### Problem
Could you copy every record below exactly as it is written?

Saved entries
★ ★ ★

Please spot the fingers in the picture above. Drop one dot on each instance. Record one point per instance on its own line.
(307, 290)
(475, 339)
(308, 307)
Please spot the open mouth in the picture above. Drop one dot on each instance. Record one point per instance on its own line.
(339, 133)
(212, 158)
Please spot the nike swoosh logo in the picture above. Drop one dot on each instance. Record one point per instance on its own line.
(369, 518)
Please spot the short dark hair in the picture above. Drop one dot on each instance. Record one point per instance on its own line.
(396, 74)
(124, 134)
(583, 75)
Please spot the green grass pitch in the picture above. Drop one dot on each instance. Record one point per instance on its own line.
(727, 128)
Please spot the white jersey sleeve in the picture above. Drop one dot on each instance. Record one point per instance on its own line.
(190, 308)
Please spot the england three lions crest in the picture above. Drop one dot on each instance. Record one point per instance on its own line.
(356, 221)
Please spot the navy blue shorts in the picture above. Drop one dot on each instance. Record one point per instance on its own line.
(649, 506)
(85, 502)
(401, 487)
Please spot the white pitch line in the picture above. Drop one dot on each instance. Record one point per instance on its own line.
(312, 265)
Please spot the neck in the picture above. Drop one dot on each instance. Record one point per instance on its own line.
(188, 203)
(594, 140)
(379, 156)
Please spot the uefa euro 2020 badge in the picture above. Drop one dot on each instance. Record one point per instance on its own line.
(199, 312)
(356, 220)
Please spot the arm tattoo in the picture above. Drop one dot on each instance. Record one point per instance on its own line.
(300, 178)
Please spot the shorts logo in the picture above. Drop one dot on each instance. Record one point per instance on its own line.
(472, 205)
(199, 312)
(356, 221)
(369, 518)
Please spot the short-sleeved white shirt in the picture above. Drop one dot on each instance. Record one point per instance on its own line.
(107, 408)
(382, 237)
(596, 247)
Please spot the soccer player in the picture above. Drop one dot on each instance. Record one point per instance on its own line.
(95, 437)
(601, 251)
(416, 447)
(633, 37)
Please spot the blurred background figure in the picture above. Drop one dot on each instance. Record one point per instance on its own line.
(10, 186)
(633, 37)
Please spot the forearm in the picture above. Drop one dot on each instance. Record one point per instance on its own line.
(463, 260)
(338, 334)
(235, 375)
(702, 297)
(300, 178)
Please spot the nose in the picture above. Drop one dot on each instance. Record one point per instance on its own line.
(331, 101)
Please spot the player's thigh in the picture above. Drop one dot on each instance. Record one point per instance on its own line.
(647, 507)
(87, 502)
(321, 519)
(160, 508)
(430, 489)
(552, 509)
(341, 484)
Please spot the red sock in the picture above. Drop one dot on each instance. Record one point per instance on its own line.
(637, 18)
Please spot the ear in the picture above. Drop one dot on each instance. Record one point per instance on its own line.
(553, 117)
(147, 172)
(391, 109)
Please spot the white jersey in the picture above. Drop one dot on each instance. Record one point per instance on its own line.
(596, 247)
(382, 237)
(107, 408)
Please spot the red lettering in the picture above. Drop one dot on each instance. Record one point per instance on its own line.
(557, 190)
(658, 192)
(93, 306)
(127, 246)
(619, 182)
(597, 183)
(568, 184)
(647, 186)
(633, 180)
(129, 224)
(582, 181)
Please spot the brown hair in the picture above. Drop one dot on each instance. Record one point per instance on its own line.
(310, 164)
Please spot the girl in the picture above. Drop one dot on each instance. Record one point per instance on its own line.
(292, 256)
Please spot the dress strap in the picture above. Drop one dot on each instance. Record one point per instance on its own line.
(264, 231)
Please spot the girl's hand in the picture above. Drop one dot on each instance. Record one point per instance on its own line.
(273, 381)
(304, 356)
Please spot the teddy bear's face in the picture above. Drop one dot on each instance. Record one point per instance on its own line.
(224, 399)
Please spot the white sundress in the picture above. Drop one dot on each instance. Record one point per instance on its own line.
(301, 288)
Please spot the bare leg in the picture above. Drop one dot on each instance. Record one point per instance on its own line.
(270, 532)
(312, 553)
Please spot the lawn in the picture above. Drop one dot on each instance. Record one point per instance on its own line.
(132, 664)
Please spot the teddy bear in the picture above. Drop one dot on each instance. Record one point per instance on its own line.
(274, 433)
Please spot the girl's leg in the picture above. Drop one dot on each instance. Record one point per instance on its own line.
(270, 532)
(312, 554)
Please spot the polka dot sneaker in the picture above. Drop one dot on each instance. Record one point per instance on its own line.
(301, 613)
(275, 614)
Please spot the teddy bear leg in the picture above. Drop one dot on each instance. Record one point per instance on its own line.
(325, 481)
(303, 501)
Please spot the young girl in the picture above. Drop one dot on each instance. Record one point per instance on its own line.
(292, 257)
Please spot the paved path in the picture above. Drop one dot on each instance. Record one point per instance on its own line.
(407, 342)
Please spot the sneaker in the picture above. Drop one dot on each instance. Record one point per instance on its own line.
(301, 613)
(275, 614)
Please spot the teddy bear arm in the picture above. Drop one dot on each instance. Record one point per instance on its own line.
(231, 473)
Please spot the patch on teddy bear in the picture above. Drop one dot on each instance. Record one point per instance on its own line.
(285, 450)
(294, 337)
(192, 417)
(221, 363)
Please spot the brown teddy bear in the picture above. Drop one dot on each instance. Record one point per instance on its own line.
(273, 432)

★ ★ ★

### Response to the task
Please spot the fingers in the picture above. Drop one dot on each instance. Record one point per instance on its own line.
(307, 290)
(475, 339)
(308, 307)
Please spot the open mouth in the picture above. Drop one dot on each instance. Record one point per instance on its own line.
(339, 133)
(212, 158)
Please spot the nike swoosh logo in the picture above. Drop one dot on each instance. Record one point per instance on its own line.
(369, 518)
Please spot the short dark hair in the picture above. Drop one dot on each instance. Record one point per instance on its own line.
(396, 74)
(124, 134)
(583, 75)
Please spot the green grass pitch in the picture above. Drop one dot on each instance. Record one point per instance on its own line.
(727, 128)
Please spot the white jersey sleeve in the picture above. Drop one dot on each instance. Record one point per instance on its own line.
(190, 308)
Please spot the england three lions crest in the picture above. Drop one dot on each instance. Record one point per instance on its own line.
(356, 221)
Please spot the navy blue shorts in the picture above. Drop one dot on each instance. Record one point per instance on its own line.
(649, 506)
(85, 502)
(401, 487)
Please spot the white pitch line in the picture above. Drop one dot on each instance. Record one point per instance on its own line.
(312, 265)
Please spot the neck in the picture above. Drop one dot on each instance. Record one point per instance on its own line.
(188, 203)
(594, 140)
(379, 156)
Please spot the uefa euro 2020 badge in the picture above. Drop one dot on each instance. Record one point per instance on its own line.
(199, 312)
(356, 220)
Please spot the arm tattoo in the picture above. Drop one dot on each instance. Record one point per instance on its own line.
(300, 178)
Please spot the shorts logo in the picture above. Drop one dot on each instance. Record one point per instance on its own line.
(472, 205)
(199, 312)
(356, 221)
(369, 518)
Please spot the short-sleeved white shirt in the picture above. Drop one dot on each instance. Record one point per instance on its own line.
(107, 408)
(382, 237)
(596, 247)
Please spot the soccer player in the picture above. Drop one dot on each instance. Record one point per instance on its own line.
(95, 437)
(601, 251)
(416, 447)
(633, 37)
Please spot the blurred background figure in the picture above. Drop one dot on each instance. Record one point per instance on its own line.
(10, 186)
(633, 37)
Please spot the forearm in the picture above. Drop one dot on each instance. Record one point per instance on its own line.
(463, 260)
(338, 334)
(235, 375)
(702, 297)
(300, 178)
Please spot the nose in the picture above. Drop one dot on each instance. Record one point per instance on its own line.
(331, 101)
Please spot the player's thigh in the picture above. Drop one dot on each instance. Record one point per instance on its own line.
(647, 507)
(87, 502)
(321, 519)
(160, 508)
(430, 489)
(552, 509)
(341, 484)
Please spot the red sock in the picture above. Drop one dot on each instance. Record one point per instance on its own line.
(637, 18)
Please spot the ear in the picture above. Drop one dot on each instance. Record one point per instance on its own line.
(553, 117)
(147, 172)
(391, 109)
Please spot the white jersey in the picture above. Drop one dot on each instance. Record one point per instance on its own line.
(596, 247)
(382, 237)
(107, 408)
Please spot the red lettering in the picture above. Drop one dot on each instance. Record one point per instance on its own line.
(557, 190)
(658, 192)
(93, 306)
(127, 246)
(619, 182)
(597, 183)
(568, 184)
(647, 186)
(633, 180)
(129, 224)
(582, 181)
Please spot the brown hair in the picture above. Drop one dot on each instance. Record one point per instance on its own line.
(310, 164)
Please spot the girl in the picture above. Drop one dot on each instance. Record one point per instance on its own line.
(292, 256)
Please spot the dress strap in the picture above. Drop one dot on each instance. Record one point per instance on its own line.
(264, 231)
Please spot the girl's hand in the picture above. Drop one dot on each instance. Record one point per instance on its own line.
(273, 381)
(304, 356)
Please spot the teddy bear's face in the picture above. Drop one dot on each instance. Record one point per instance on its own line.
(224, 399)
Please spot the white sundress in the picture above. Drop one dot on each instance. Record one point per instance on its own line.
(301, 288)
Please spot the bare leg in the picture above. Drop one dot on each instance. Record one point per instance on its own line.
(270, 532)
(312, 553)
Please spot the lawn in the picture above. Drop one dot on each instance. Record one point per instance on its own line.
(132, 664)
Please spot the teddy bear in the picture above. Drop one dot on each instance. Record one point per instance on its own line.
(274, 433)
Please spot the girl's leg in the picture above. Drop one dot on each instance. Record one point per instance on its own line.
(270, 532)
(312, 554)
Please spot the polka dot sneaker in the picture above. Drop one dot on each instance. Record one point per instance on its own line.
(301, 613)
(275, 614)
Please spot the teddy bear leg in the picture above. Drop one dot on each instance. Record one point per instance on its own line.
(325, 481)
(303, 501)
Please spot the young girl in the picture above. Drop one dot on each instance. Record one point per instance on its own line.
(292, 257)
Please spot the paved path in the picture above. Drop one dot on each instance. Record one point per instance on its own line.
(407, 342)
Please spot the sneaker in the picture above. Drop one dot on each instance. Record one point per instance on its own line.
(301, 613)
(275, 614)
Please spot the teddy bear arm in the picture above. Drop one dot on each instance. Record one point per instance on its own line.
(231, 473)
Please spot the patch on teddy bear in the picture above. Drop one dot on each instance. Record one point per instance on its own line.
(285, 450)
(294, 337)
(192, 417)
(221, 363)
Please spot the brown teddy bear in the picture above. Drop one dot on each instance. Record one point per instance on its own line.
(273, 432)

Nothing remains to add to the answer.